┌──

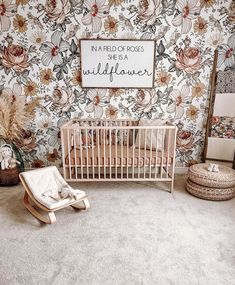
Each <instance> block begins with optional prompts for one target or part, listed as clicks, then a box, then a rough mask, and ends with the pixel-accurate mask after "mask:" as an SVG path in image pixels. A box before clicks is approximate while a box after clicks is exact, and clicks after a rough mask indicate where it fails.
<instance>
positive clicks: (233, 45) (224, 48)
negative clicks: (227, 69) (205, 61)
mask: <svg viewBox="0 0 235 285" xmlns="http://www.w3.org/2000/svg"><path fill="white" fill-rule="evenodd" d="M223 63H224V65H225V66H227V67H231V66H233V65H234V64H235V34H233V35H232V36H230V37H229V39H228V43H227V44H223V45H221V46H219V47H218V66H219V67H220V66H221V65H222V64H223Z"/></svg>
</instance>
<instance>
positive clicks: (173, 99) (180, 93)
mask: <svg viewBox="0 0 235 285" xmlns="http://www.w3.org/2000/svg"><path fill="white" fill-rule="evenodd" d="M170 98H171V103H170V104H169V106H168V107H167V109H166V110H167V112H169V113H175V119H180V118H181V117H183V115H184V110H185V107H186V106H187V105H188V103H189V102H190V101H191V98H190V88H189V87H188V85H183V86H182V88H181V91H179V90H178V89H174V90H173V91H172V92H171V93H170Z"/></svg>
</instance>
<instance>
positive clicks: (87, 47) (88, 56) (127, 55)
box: [80, 39, 155, 88]
mask: <svg viewBox="0 0 235 285" xmlns="http://www.w3.org/2000/svg"><path fill="white" fill-rule="evenodd" d="M80 52H81V77H82V87H85V88H93V87H94V88H153V83H154V70H155V67H154V62H155V61H154V59H155V41H152V40H90V39H81V40H80Z"/></svg>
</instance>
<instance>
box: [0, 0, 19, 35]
mask: <svg viewBox="0 0 235 285" xmlns="http://www.w3.org/2000/svg"><path fill="white" fill-rule="evenodd" d="M12 2H13V1H11V0H2V1H1V4H0V31H1V32H6V31H8V30H9V29H10V26H11V20H10V17H12V16H14V14H15V12H16V10H17V8H16V4H12Z"/></svg>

└──

• **Your objective**
Every line from the line containing "positive clicks: (173, 99) (180, 93)" through the line containing "positive clicks: (87, 47) (88, 56) (127, 55)" in the records above must be retyped exactly. Leave out the rest.

• **Solution to this problem**
positive clicks: (173, 99) (180, 93)
mask: <svg viewBox="0 0 235 285" xmlns="http://www.w3.org/2000/svg"><path fill="white" fill-rule="evenodd" d="M170 98H171V103H170V104H169V106H168V107H167V109H166V110H167V112H169V113H175V119H180V118H181V117H183V115H184V110H185V107H186V106H187V105H188V103H189V102H190V101H191V98H190V88H189V87H188V85H183V86H182V88H181V91H179V90H178V89H174V90H173V91H172V92H171V93H170Z"/></svg>
</instance>
<instance>
positive clicks: (87, 47) (88, 56) (127, 55)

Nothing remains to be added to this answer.